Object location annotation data

═══

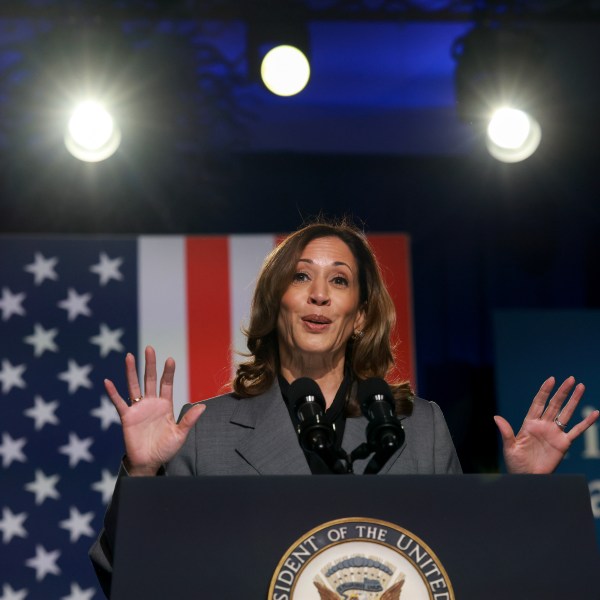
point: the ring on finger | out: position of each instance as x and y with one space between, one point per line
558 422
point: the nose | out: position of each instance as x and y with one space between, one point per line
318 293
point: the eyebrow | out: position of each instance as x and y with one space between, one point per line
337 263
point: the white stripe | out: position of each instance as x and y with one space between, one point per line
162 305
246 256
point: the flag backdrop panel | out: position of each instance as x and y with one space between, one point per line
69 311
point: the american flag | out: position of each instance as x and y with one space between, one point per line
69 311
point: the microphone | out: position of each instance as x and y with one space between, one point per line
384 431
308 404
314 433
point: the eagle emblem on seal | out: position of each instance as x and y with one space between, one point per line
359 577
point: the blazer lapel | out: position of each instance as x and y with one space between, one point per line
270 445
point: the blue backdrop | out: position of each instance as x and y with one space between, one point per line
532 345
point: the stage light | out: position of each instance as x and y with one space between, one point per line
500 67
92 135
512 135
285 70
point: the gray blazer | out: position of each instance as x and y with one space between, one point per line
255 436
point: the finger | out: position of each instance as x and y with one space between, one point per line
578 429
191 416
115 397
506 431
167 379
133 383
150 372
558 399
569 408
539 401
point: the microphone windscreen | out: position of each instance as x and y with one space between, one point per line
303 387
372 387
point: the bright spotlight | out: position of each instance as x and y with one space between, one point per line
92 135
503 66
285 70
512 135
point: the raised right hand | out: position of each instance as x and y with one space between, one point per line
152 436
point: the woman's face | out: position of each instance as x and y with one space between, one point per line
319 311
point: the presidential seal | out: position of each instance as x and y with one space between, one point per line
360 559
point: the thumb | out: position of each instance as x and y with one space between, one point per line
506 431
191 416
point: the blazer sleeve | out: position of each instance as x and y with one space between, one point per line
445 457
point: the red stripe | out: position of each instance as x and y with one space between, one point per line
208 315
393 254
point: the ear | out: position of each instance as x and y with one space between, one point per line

═══

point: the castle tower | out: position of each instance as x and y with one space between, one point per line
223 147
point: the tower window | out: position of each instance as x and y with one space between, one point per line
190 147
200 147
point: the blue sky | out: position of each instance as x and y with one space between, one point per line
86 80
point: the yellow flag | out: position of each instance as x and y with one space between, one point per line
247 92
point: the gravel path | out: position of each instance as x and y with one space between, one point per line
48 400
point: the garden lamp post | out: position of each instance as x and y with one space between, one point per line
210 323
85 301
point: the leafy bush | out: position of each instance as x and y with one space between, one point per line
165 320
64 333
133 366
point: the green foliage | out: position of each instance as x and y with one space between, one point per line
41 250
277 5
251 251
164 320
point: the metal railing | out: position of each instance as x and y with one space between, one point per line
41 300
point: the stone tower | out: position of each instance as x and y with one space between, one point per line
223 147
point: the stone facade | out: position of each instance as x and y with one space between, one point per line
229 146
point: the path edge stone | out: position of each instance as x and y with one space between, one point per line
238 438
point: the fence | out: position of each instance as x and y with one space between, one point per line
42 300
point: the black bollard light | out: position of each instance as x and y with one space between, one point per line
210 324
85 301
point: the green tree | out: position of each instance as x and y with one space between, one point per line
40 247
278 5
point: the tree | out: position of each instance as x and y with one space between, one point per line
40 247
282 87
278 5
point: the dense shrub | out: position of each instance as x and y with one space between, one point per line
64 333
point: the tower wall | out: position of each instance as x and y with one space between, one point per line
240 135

═══

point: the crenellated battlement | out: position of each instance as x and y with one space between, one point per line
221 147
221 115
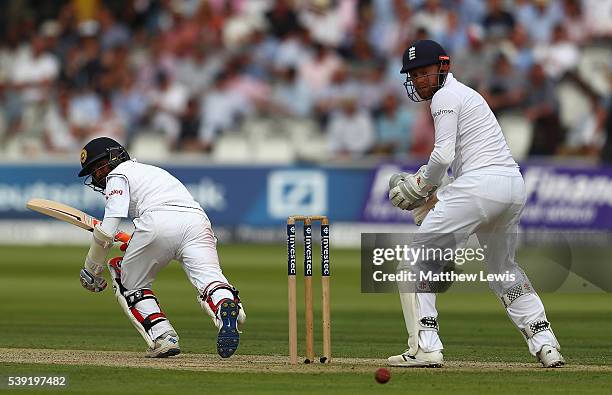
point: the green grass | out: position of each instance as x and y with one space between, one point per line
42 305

═══

◆ **Aim of the exercise**
Please count the lines in the records that contain the string "green", treating uppercase and lowercase letters as different, and give only that number.

◆ **Final result**
3